TASK DETAILS: Copy word for word the part of the court opinion on future damages that begins at "In Haynes v." and stops after "presented. See id.".

PASSAGE PROVIDED:
* * *

Schnabel claims the court erred in failing to award future damages. At trial, the court calculated Schnabel's damages in the form of lost wages from the years 1994, 1995, and 1996 at $83,174.00. It found, however, that due to his work as a mechanic for Nissan/Acura since 1995, Schnabel had “reinstalled himself on his previous career track.” The court found that damages for future lost earnings due to Nordic's failure to hire Schnabel as a group leader in 1994 were “too speculative to calculate by a preponderance of the evidence.” Schnabel claims error in the court's resolution of the future damages issue for two principal reasons. First, he argues that the record does not support the court's conclusion that he had reinstated himself on his previous career track. Second, he notes that experts for both Nordic Toyota and Schnabel testified that he would suffer some amount of damages through the year 2000 and, thus, it was error to find that future damages were “too speculative” to award.
In Haynes v. Golub Corp., 166 Vt. 228, 238, 692 A.2d 377, 383 (1997), we stated that when front pay is allowed, the damages must be “limited to a reasonable period of time” and must not be “speculative.” In Haynes, the trial court awarded future damages for a period of time beyond the normal retirement age even though there was no evidence that the plaintiff would continue working beyond that age. We found the award “too speculative” and remanded for calculation of damages based on the range of evidence presented. See id.
In the instant case, Schnabel's expert concluded that Schnabel will suffer economic loss far into the future, and that Schnabel would never reach parity between earnings at Nordic Toyota had he been reinstated, and an alternative employment within his working life. We agree with the trial court's finding that such evidence was too speculative to enable the court to calculate damages for future lost earnings. See Bartley-Cruz v. McLeod, 144 Vt. 263, 264, 476 A.2d 534, 535 (1984) (Supreme Court will not interfere if reasonable evidentiary basis supports court's findings). Moreover, Schnabel does not advance his argument by asserting that defendant's expert also estimated future damages, since defendant's expert calculated Schnabel's total damages, including future damages, at $51,085.00, far less than the $83,174.00 which the trial court awarded for Schnabel's lost past wages. There was a reasonable evidentiary basis for the court's conclusion that $83,174.00 would fully compensate Schnabel for his damages.

* * *

Recorded data:
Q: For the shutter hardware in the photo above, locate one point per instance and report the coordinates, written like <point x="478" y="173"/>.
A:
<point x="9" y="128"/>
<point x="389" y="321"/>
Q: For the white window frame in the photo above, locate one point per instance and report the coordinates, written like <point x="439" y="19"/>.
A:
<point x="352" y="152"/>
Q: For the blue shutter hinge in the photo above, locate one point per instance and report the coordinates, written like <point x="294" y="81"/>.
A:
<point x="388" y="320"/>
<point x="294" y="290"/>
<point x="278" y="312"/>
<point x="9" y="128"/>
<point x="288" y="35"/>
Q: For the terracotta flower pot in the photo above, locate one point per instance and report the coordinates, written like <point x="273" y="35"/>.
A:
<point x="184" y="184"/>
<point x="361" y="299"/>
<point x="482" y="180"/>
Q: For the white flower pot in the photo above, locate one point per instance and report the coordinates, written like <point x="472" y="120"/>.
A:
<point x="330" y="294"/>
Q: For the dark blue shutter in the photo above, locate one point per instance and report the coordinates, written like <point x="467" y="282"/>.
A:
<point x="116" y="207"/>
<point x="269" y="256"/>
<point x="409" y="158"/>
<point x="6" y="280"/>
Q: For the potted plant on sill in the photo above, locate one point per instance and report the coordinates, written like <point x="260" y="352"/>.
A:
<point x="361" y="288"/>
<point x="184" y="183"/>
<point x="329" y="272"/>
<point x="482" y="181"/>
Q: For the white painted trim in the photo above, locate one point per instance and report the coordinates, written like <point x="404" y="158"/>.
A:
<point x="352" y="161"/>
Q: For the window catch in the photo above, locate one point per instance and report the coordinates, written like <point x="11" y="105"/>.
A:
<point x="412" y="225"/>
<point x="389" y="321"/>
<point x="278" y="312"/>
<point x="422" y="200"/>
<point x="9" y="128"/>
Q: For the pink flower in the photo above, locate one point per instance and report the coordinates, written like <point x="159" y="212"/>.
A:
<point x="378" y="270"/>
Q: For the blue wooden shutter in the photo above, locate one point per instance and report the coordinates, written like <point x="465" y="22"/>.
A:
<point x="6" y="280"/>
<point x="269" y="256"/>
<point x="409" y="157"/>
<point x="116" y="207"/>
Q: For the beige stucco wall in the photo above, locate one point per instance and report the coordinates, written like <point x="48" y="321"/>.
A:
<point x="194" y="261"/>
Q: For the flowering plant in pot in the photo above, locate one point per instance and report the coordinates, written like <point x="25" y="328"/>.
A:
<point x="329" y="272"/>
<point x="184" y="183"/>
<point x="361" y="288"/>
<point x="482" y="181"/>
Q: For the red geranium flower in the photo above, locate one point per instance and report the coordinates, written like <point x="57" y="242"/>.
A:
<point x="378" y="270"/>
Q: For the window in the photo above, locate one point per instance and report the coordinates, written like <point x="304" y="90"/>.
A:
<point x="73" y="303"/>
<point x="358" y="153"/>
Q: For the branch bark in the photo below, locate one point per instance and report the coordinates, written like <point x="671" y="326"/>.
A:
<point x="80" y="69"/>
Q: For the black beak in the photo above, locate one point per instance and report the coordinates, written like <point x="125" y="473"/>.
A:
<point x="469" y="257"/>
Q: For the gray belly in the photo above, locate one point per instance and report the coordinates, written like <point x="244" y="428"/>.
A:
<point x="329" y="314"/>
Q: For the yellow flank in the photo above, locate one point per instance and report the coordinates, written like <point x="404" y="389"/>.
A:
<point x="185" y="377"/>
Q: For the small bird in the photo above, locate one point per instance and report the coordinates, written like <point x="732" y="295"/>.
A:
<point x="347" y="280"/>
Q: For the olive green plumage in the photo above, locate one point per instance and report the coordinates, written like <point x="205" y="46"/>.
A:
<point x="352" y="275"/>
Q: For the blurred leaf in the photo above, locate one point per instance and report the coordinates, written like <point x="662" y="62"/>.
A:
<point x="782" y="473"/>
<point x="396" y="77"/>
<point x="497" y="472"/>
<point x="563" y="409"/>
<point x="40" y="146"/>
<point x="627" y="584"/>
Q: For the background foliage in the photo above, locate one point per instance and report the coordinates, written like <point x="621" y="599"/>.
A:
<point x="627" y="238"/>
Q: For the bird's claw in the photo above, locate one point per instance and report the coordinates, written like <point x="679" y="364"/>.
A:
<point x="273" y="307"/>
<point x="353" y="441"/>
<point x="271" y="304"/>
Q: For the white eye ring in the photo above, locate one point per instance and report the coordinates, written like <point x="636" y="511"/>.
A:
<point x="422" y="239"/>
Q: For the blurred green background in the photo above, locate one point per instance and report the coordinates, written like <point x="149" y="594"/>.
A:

* * *

SOLVED PROBLEM:
In Haynes v. Golub Corp., 166 Vt. 228, 238, 692 A.2d 377, 383 (1997), we stated that when front pay is allowed, the damages must be “limited to a reasonable period of time” and must not be “speculative.” In Haynes, the trial court awarded future damages for a period of time beyond the normal retirement age even though there was no evidence that the plaintiff would continue working beyond that age. We found the award “too speculative” and remanded for calculation of damages based on the range of evidence presented. See id.